Provided data:
»»
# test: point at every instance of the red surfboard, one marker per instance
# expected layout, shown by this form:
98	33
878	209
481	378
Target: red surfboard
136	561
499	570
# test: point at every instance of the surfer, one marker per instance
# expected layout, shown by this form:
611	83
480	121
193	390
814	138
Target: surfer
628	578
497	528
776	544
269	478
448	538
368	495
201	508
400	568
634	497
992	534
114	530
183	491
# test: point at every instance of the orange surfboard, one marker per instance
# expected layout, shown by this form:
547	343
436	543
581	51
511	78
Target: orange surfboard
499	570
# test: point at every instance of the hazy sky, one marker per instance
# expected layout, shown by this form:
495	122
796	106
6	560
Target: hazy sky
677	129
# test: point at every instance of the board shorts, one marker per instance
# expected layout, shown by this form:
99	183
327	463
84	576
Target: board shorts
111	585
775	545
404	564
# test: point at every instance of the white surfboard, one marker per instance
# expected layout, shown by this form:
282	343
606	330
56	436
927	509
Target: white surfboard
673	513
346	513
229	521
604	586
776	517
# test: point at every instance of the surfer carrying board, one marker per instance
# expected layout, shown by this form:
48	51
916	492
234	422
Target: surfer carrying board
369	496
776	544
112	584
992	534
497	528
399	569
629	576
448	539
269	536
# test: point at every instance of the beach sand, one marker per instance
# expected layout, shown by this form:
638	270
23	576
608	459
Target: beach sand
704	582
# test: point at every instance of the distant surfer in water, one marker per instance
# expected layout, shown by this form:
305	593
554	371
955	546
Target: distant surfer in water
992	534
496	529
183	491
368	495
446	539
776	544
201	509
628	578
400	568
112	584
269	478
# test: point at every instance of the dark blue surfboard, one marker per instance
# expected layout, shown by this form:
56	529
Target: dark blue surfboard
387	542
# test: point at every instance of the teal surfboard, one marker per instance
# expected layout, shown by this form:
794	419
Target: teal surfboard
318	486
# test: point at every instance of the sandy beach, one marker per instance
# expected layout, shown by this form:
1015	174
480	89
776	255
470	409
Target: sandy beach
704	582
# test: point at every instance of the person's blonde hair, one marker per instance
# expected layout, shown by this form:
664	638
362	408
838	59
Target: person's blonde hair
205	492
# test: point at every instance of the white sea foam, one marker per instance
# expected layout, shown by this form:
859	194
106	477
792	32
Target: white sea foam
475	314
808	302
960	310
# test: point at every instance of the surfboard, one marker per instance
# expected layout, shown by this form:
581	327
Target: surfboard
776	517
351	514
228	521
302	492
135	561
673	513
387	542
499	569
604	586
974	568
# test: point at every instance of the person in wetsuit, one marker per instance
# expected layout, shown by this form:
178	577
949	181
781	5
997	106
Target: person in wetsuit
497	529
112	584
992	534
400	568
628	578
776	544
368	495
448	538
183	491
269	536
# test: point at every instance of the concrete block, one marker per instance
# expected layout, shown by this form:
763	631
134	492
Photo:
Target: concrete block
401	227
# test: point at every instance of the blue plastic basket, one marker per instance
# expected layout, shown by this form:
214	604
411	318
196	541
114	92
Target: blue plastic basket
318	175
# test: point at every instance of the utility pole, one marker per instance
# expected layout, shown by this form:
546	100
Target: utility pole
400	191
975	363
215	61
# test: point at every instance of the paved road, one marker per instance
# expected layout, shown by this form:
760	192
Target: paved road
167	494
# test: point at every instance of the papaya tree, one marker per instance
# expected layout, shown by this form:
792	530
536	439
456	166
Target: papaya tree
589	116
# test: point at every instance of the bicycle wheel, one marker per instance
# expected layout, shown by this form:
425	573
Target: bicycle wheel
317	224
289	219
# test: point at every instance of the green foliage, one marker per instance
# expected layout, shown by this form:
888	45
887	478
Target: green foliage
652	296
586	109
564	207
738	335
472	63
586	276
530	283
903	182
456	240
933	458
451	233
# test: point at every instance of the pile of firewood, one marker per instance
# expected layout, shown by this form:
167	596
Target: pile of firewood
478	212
««
Your goal: Reproduce every row above line for line, with nothing added, dropped, or changed.

Written response:
# test: point at every instance of the red surfboard, one marker per instance
# expected layout, shown by this form:
98	33
878	209
481	378
Target: red surfboard
136	561
499	570
# test: point at every instance of the surfer, one marker per instance
# expected layout, shown by this form:
611	83
480	121
193	390
814	138
Target: surfer
628	578
497	528
776	544
269	478
448	538
368	495
201	508
400	568
634	497
992	534
114	530
183	491
# test: point at every instance of the orange surfboard, one marker per instance
# expected layout, shown by this form:
547	343
436	543
581	51
511	78
Target: orange surfboard
499	570
# test: point at every instance of the hazy sky, one marker per instance
# expected layout, shown by this form:
495	122
796	106
6	560
Target: hazy sky
677	129
# test: point at every instance of the board shorts, one marker per instance
# expected layout, shown by this form:
99	183
327	463
84	576
Target: board shorts
111	585
775	545
404	564
# test: point at every instance of the white surfboard, one marker per instance
# expected layout, shown by this form:
282	343
606	330
56	436
927	509
Target: white surfboard
673	513
346	513
229	521
604	586
776	517
# test: point at every instance of the surfer carrying board, one marker per instance
# expected layout, shown by this form:
48	51
916	492
234	422
Target: surfer carrying board
369	496
776	544
112	584
992	534
497	528
399	569
629	576
448	539
269	536
# test: point at every instance of the beach sand, one marker per instance
# expected layout, shown by this form:
638	270
23	576
608	459
Target: beach sand
704	582
# test: point at every instance of the distant surfer in water, one marker per instance
# expected layout, shown by this form:
305	593
554	371
955	546
Target: distant surfer in water
992	534
496	529
183	491
368	495
446	539
776	544
201	509
628	578
400	568
112	584
269	478
# test: point at every instance of the dark blue surfboard, one marker per instance
# expected layout, shown by this form:
56	529
Target: dark blue surfboard
387	542
# test: point at every instance of the teal surfboard, one marker per instance
# expected layout, shown by this form:
794	419
Target: teal surfboard
318	486
# test: point at every instance of the sandy beach, one marker per instance
# expected layout, shown by this form:
1015	174
480	89
776	255
470	409
Target: sandy beach
704	582
# test: point at every instance of the person's blonde hair, one marker per instance
# expected layout, shown by this form:
664	638
362	408
838	59
Target: person's blonde hair
205	492
# test: point at every instance of the white sea foam, one marker per instance
# expected layout, shown by this form:
859	194
106	477
792	32
Target: white sea foam
475	314
808	302
960	310
# test: point at every instance of the surfboard, one marker per instance
# expected layout, shown by this form:
581	327
Target: surfboard
776	517
351	514
228	521
302	492
135	561
673	513
387	542
499	569
604	586
974	568
# test: point at every instance of the person in wetsuit, one marker per instance
# expected layout, shown by this form:
178	577
949	181
781	5
997	106
Target: person in wetsuit
497	529
112	584
992	534
400	568
628	578
776	544
368	495
448	538
183	491
269	536
# test: point at every instance of the concrete block, one marker per instance
# expected layout, shown by this form:
763	631
134	492
Photo:
Target: concrete block
401	227
# test: point at every instance of the blue plastic basket, one marker per instance
# expected layout, shown by this form:
214	604
411	318
196	541
114	92
Target: blue plastic basket
318	175
# test: point at every instance of the utility pole, one marker per instance
# expected layout, shown by this form:
546	100
Target: utility pole
400	191
975	363
215	61
# test: point at every instance of the paved road, one marker per instance
# expected layout, shown by this form:
760	192
Target: paved road
167	494
# test: point at every instance of the papaya tree, one marker per instance
# expected layout, shown by this form:
792	530
536	439
456	166
Target: papaya tree
589	116
# test: point at every instance of the bicycle wheel, one marker per instance
# expected layout, shown by this form:
425	573
Target: bicycle wheel
317	224
289	219
# test: point at every instance of the green foliage, one marker per instance
# expected layout, shown by this form:
888	45
887	478
Target: green foliage
652	296
586	109
564	207
738	335
472	63
586	276
530	283
903	182
456	240
933	458
451	233
# test: point at every instance of the pile of firewood, one marker per instance
# expected layout, shown by this form:
167	596
Target: pile of firewood
478	212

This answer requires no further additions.